== WHAT YOU WILL DO ==
Please reproduce the full set of data below exactly.

========================

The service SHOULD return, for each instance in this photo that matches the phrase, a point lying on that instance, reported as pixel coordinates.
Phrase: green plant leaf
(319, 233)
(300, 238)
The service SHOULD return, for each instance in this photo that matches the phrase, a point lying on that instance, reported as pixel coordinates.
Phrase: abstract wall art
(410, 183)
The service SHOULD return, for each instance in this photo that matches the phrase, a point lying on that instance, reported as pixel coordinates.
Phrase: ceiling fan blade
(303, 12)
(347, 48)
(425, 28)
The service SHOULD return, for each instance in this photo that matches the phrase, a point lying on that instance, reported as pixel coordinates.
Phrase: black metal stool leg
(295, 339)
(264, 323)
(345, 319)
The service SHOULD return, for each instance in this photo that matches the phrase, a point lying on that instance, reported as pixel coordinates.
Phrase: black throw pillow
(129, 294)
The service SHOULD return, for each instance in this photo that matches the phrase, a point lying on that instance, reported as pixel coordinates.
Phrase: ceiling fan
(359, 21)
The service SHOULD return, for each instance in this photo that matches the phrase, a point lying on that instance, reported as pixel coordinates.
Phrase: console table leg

========================

== PROBLEM SOLUTION ==
The service SHOULD return, for each instance in this photo that matches the phrase, a point lying on that instance, reported as pixel coordinates.
Phrase: green plant leaf
(319, 233)
(300, 238)
The service SHOULD return, for each instance in this photo that matches the phrase, a point lying on that instance, reported as pixel coordinates.
Phrase: abstract wall art
(410, 183)
The service SHOULD return, for each instance in this photo that matches the phrase, a point lying on that instance, reported as pixel coordinates.
Phrase: ceiling fan blade
(303, 12)
(347, 48)
(425, 28)
The service SHOULD return, for each instance in this photo that matches the phrase, a point lying on that instance, reported as pixel coordinates.
Phrase: black metal stool leg
(295, 339)
(264, 323)
(345, 319)
The service SHOULD return, for each instance in this photo that matches the phrase, a point lying on that instance, reported as pixel coordinates.
Phrase: black throw pillow
(129, 294)
The service SHOULD return, for each instance in this photo that matches the phrase, a point lying on that instance, reported as pixel coordinates.
Phrase: ceiling fan
(359, 21)
The service SHOULD return, for each instance in this photo that matches the phrase, a point lying on that instance, reported as pixel coordinates.
Phrase: console table leg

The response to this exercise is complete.